- [Work instruction]
Lines of the material that include the string "boulder" should be returned.
• • • • •
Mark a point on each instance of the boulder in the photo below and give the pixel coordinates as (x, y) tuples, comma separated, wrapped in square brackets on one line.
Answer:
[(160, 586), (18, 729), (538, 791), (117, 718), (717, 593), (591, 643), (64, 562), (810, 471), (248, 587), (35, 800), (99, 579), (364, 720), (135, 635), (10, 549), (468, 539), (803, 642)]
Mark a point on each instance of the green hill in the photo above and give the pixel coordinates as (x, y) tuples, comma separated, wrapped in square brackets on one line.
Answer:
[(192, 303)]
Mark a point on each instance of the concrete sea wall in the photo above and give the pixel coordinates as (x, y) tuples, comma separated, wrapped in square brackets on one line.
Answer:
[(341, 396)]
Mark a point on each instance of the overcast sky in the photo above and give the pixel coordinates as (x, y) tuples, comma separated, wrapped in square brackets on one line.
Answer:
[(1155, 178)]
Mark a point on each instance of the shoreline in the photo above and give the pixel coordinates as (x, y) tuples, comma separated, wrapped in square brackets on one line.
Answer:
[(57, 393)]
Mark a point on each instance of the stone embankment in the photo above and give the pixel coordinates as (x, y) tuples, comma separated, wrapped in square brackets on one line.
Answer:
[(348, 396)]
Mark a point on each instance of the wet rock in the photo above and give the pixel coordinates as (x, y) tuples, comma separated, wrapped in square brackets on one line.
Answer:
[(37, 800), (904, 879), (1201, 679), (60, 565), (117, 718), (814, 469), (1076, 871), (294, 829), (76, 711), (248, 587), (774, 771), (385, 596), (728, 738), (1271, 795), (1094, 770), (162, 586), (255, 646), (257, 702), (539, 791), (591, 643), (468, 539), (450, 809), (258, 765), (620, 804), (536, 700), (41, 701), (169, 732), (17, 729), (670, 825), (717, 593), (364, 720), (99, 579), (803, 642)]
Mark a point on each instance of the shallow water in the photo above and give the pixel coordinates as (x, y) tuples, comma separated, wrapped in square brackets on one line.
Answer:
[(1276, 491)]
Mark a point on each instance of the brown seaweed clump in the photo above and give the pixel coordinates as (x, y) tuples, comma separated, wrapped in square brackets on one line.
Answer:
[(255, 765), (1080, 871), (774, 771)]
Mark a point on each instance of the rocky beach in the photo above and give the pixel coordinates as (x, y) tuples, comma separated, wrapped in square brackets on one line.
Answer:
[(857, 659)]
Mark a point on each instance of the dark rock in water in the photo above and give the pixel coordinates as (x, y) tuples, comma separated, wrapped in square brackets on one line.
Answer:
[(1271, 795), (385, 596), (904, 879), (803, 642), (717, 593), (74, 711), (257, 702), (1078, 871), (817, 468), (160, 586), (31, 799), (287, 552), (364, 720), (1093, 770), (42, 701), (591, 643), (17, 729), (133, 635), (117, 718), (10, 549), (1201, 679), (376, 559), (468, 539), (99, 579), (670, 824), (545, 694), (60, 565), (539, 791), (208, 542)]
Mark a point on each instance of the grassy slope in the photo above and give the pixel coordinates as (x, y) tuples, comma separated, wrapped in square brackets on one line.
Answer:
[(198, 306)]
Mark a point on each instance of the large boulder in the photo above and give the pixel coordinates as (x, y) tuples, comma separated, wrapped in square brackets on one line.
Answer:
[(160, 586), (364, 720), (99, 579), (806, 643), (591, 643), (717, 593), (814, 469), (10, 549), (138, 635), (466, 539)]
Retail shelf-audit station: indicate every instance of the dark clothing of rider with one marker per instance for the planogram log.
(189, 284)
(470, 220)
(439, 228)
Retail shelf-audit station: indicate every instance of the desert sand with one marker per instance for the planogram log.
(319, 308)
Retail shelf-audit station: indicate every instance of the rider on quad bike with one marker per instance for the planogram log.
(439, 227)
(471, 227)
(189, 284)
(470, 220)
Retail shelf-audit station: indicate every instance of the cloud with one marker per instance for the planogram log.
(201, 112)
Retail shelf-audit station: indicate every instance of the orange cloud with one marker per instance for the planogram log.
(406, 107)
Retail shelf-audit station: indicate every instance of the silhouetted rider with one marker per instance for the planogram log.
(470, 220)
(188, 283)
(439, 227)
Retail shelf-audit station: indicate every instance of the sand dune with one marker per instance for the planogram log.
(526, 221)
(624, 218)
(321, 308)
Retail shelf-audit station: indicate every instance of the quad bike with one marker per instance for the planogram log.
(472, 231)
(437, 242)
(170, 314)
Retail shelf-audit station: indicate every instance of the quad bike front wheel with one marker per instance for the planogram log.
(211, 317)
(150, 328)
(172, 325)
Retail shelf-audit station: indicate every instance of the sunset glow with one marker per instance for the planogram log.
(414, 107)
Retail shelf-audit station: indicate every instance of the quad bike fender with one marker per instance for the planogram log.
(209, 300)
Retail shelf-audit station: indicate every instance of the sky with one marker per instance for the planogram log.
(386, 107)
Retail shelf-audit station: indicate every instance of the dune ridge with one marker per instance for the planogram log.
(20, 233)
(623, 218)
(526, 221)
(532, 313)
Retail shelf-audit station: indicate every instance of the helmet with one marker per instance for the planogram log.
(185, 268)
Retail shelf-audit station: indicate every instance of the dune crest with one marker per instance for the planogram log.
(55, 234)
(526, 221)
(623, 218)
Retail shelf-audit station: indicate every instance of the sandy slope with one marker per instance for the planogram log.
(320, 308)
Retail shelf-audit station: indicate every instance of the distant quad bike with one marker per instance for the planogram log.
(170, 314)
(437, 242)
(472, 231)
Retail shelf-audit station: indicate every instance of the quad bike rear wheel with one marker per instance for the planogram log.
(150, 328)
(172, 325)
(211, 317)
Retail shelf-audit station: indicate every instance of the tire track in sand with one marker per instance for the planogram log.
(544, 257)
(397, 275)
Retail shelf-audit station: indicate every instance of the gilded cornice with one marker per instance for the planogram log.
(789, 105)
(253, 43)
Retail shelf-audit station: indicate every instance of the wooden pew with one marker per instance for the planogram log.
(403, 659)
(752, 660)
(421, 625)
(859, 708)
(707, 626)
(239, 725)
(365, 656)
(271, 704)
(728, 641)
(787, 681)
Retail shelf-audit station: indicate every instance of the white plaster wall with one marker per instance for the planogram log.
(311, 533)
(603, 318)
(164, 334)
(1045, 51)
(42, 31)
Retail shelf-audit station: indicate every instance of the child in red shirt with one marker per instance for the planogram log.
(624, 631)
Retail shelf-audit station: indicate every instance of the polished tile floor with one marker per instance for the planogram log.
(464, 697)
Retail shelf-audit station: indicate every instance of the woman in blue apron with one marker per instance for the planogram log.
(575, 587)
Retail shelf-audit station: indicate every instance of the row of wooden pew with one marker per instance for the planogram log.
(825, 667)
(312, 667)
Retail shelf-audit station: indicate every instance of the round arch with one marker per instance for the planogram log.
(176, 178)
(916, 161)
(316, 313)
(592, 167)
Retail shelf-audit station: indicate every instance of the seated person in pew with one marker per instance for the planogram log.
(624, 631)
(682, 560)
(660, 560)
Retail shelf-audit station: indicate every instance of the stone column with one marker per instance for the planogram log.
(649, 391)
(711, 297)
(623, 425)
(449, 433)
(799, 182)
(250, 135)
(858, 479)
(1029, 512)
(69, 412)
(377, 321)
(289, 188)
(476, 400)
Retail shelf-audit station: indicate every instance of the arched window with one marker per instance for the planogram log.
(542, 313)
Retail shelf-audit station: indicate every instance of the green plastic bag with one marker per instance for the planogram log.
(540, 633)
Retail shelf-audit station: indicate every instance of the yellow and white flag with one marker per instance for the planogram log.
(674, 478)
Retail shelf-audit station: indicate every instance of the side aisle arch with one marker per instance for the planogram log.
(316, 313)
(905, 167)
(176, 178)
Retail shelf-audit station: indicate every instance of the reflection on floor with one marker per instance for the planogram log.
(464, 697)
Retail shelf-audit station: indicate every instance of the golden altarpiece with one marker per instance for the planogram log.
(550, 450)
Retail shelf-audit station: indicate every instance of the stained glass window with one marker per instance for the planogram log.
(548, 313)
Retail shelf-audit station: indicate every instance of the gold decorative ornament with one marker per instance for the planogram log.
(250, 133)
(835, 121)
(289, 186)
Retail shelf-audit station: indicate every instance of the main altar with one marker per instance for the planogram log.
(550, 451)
• • • • •
- [Solution to the exercise]
Mark a point on each instance of the boulder in the photo below and give the pixel coordinates as (x, y) tuples, comma separated, wrapped in square brackets on one line.
Mark a point on each instance of the large boulder in the photo above and give the pixel coordinates as (x, y) tuples, comma separated, wrapped in square brackets on one line.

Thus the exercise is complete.